**WRITTEN EXERCISE:** Count the lines in the material below that contain the word "water", and reply with only that number.

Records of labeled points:
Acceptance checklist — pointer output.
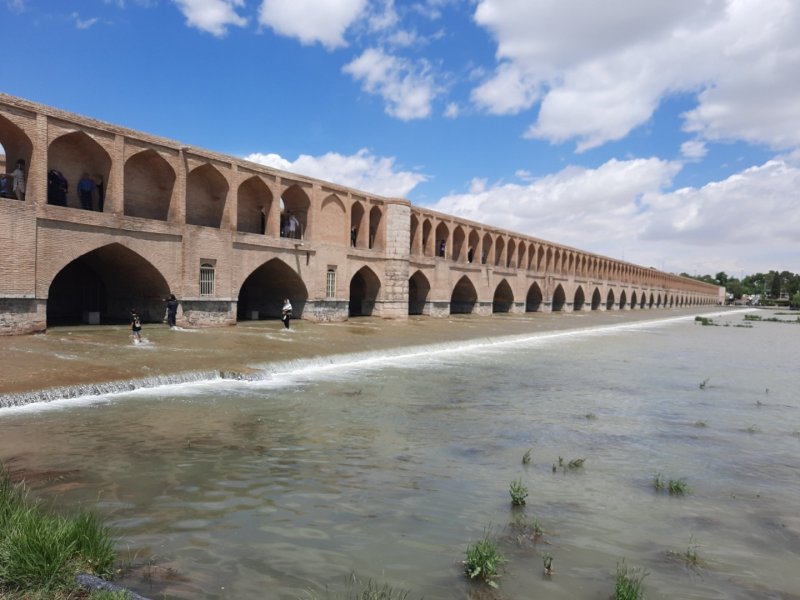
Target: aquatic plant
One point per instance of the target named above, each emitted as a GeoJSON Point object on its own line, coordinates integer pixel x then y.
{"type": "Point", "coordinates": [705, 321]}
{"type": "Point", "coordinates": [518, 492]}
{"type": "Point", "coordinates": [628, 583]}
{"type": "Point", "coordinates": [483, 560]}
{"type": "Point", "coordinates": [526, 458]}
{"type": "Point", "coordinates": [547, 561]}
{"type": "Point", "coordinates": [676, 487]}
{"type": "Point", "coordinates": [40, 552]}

--

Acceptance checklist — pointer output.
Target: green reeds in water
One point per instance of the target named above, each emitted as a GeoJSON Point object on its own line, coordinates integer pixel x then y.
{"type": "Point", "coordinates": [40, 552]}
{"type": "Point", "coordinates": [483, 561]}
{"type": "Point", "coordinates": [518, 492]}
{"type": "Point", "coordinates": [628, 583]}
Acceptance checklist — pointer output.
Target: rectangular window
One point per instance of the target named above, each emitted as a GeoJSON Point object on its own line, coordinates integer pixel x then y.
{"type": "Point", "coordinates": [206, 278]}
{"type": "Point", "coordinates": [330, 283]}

...

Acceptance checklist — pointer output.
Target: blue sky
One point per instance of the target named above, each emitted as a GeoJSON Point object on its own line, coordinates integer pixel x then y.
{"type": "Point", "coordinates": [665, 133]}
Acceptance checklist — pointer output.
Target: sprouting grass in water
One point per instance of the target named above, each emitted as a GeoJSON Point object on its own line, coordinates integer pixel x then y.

**RESULT:** 2